Exercise requirements: Starting at the beginning of the records and ending with the line containing "x=153, y=14", rewrite those lines with "skyscraper" switched to "tower" and nothing else changed. Leave the pictures out.

[Dataset entries]

◆ ◆ ◆ ◆ ◆ ◆ ◆

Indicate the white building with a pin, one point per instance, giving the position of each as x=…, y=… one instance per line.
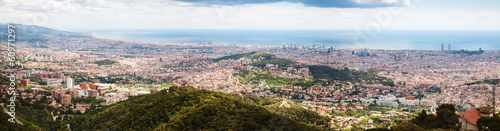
x=388, y=101
x=407, y=102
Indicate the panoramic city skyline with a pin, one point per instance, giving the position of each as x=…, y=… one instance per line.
x=89, y=15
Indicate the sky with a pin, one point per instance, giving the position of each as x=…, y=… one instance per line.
x=85, y=15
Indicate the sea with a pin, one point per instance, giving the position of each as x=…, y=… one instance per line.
x=383, y=39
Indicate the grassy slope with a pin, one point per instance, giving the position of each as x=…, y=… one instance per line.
x=186, y=108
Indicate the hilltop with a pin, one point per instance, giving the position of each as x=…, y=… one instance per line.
x=186, y=108
x=251, y=55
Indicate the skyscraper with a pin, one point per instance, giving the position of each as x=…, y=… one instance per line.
x=442, y=47
x=69, y=82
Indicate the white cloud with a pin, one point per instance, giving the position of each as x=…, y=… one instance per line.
x=153, y=14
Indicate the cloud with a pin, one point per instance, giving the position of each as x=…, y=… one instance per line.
x=311, y=3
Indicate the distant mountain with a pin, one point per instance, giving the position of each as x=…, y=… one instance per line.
x=186, y=108
x=33, y=33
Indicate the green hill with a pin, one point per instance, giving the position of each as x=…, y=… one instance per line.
x=251, y=55
x=186, y=108
x=276, y=61
x=324, y=72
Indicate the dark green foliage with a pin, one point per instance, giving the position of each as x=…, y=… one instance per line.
x=324, y=72
x=420, y=119
x=446, y=113
x=34, y=116
x=295, y=112
x=445, y=118
x=9, y=126
x=489, y=123
x=185, y=108
x=378, y=129
x=407, y=126
x=106, y=62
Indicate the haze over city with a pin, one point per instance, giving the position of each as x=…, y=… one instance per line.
x=397, y=65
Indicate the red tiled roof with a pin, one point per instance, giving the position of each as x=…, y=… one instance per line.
x=471, y=116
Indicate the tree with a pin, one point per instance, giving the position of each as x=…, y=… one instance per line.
x=432, y=122
x=407, y=126
x=489, y=123
x=446, y=114
x=419, y=120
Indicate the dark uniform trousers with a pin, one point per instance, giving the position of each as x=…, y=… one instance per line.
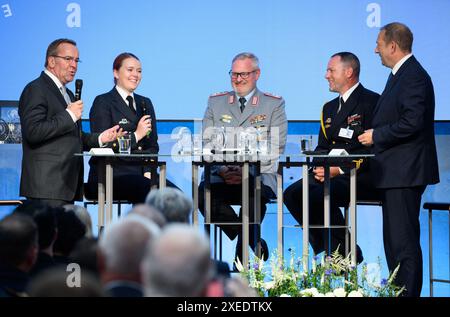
x=339, y=197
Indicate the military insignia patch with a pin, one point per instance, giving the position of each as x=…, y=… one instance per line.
x=258, y=118
x=271, y=95
x=352, y=118
x=226, y=118
x=217, y=94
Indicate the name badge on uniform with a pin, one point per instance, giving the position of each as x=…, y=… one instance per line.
x=346, y=133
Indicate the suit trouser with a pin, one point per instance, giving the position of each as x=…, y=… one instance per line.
x=339, y=197
x=401, y=235
x=222, y=197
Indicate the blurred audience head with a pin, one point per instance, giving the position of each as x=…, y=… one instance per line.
x=18, y=242
x=122, y=247
x=53, y=283
x=70, y=231
x=150, y=213
x=178, y=263
x=45, y=219
x=85, y=254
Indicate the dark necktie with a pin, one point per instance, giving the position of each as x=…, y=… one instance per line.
x=130, y=104
x=242, y=101
x=341, y=103
x=65, y=95
x=389, y=82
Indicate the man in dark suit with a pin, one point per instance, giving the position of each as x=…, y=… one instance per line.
x=135, y=114
x=50, y=122
x=343, y=118
x=405, y=152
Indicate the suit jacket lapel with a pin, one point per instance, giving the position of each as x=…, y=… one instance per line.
x=250, y=108
x=346, y=109
x=234, y=107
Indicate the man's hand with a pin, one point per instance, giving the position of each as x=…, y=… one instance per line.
x=111, y=134
x=76, y=108
x=232, y=175
x=319, y=172
x=366, y=138
x=144, y=126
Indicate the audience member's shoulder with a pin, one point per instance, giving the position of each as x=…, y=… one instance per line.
x=219, y=94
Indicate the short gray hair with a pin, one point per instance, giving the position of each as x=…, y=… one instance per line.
x=123, y=242
x=177, y=263
x=246, y=55
x=173, y=204
x=399, y=33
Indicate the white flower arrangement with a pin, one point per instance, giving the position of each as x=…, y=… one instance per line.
x=333, y=277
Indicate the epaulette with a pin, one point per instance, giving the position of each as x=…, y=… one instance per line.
x=271, y=95
x=217, y=94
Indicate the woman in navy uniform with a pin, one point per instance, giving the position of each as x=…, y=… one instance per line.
x=134, y=113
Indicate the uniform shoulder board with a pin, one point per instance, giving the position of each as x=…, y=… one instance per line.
x=271, y=95
x=217, y=94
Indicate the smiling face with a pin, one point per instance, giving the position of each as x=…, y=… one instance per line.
x=385, y=50
x=61, y=66
x=337, y=75
x=242, y=86
x=129, y=74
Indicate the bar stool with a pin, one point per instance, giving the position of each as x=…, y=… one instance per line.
x=361, y=202
x=434, y=206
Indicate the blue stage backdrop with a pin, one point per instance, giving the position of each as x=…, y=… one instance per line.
x=186, y=49
x=186, y=46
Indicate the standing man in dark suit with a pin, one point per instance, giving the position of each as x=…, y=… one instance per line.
x=405, y=152
x=135, y=114
x=51, y=130
x=343, y=118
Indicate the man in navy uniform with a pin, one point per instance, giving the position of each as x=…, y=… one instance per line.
x=405, y=152
x=343, y=118
x=244, y=107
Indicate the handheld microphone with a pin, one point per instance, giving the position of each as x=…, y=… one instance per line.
x=144, y=112
x=356, y=125
x=78, y=86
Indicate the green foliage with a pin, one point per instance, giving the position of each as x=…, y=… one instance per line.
x=329, y=276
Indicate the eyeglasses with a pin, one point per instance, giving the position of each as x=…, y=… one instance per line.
x=244, y=75
x=69, y=58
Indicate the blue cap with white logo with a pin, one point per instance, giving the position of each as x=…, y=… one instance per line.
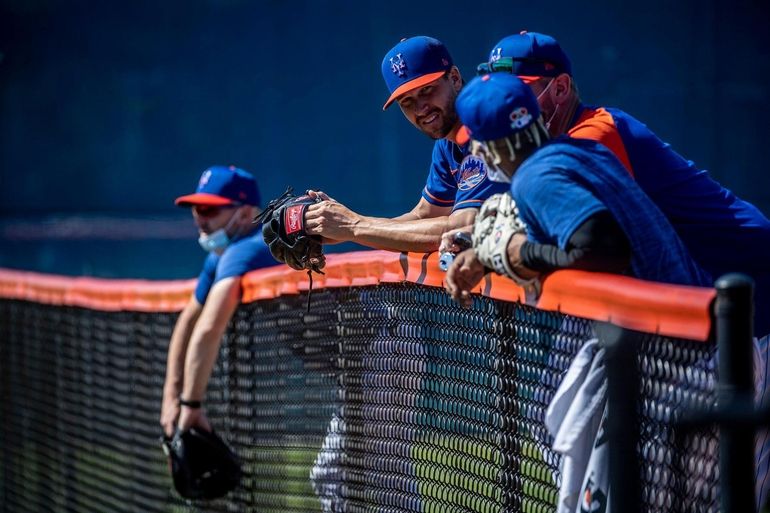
x=495, y=106
x=413, y=63
x=530, y=55
x=221, y=186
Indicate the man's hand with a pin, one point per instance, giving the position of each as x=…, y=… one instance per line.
x=169, y=412
x=331, y=220
x=193, y=417
x=448, y=244
x=463, y=275
x=320, y=195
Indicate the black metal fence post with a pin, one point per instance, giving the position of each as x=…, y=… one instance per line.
x=622, y=348
x=734, y=313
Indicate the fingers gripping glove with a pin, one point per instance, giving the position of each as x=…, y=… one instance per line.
x=285, y=235
x=497, y=222
x=202, y=465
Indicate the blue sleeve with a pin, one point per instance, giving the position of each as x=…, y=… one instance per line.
x=441, y=187
x=206, y=278
x=473, y=184
x=552, y=204
x=242, y=256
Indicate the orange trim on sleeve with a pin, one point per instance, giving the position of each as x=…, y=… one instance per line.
x=670, y=310
x=598, y=125
x=448, y=202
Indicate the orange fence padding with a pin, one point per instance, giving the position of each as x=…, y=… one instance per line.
x=96, y=293
x=670, y=310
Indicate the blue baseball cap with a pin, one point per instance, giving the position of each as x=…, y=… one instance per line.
x=412, y=63
x=221, y=186
x=495, y=106
x=530, y=55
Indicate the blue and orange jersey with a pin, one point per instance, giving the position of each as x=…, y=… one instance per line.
x=722, y=232
x=457, y=179
x=568, y=180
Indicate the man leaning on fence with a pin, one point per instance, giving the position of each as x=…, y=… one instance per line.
x=223, y=206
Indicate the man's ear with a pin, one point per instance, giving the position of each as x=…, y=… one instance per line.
x=455, y=78
x=562, y=88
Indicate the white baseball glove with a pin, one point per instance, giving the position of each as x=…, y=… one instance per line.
x=495, y=224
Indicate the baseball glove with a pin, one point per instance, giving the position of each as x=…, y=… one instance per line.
x=202, y=465
x=285, y=235
x=498, y=221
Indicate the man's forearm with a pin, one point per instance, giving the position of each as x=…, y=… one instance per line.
x=222, y=301
x=408, y=232
x=177, y=348
x=415, y=235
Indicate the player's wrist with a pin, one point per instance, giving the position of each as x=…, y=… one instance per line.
x=190, y=403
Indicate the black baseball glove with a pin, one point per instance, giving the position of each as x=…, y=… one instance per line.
x=285, y=235
x=202, y=465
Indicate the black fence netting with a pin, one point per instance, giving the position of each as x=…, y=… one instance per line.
x=386, y=398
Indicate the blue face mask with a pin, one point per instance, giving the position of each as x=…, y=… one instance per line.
x=218, y=240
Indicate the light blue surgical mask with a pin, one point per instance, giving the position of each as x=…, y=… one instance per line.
x=218, y=240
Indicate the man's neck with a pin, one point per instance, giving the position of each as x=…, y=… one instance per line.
x=452, y=135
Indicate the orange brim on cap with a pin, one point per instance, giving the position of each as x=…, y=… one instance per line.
x=462, y=136
x=202, y=198
x=412, y=84
x=527, y=79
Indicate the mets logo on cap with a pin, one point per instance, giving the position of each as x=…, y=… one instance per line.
x=520, y=117
x=205, y=177
x=471, y=173
x=397, y=65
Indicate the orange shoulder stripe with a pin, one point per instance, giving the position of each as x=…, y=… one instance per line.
x=598, y=125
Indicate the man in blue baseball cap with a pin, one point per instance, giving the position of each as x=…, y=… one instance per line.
x=571, y=202
x=700, y=209
x=423, y=80
x=223, y=207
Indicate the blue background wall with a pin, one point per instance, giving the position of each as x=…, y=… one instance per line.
x=109, y=110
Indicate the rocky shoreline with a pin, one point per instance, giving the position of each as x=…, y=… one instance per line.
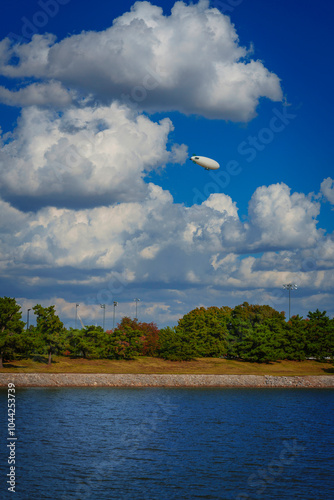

◆ ◆ ◆ ◆ ◆ ◆ ◆

Written solution:
Indicate the white building with a pin, one point per instance, giving the position of each as x=…, y=… one instance per line.
x=388, y=101
x=407, y=102
Indicate the panoramic city skyline with a pin, one point per instance, giving the position of each as x=…, y=… one instance per line.
x=89, y=15
Indicate the sky with a pin, one point per instance, giving the position of each as x=…, y=… one instance per line.
x=85, y=15
Indicate the sea with a pin, one point per instance, giving the position of each as x=…, y=… one instance per line.
x=383, y=39
Indicate the grassy slope with a pin, one point per instance, giving the position of each as x=…, y=… one instance per line.
x=186, y=108
Indicate the hilltop with a pin, one point per instance, giving the position of each as x=…, y=… one instance per line.
x=186, y=108
x=251, y=55
Indicate the tower with a pin, one point per instance, giving the position of each as x=…, y=… one instance per line.
x=442, y=47
x=69, y=82
Indicate the white cloud with a pin, one point per instance, giving the position of each as x=…, y=… one instance per line.
x=153, y=14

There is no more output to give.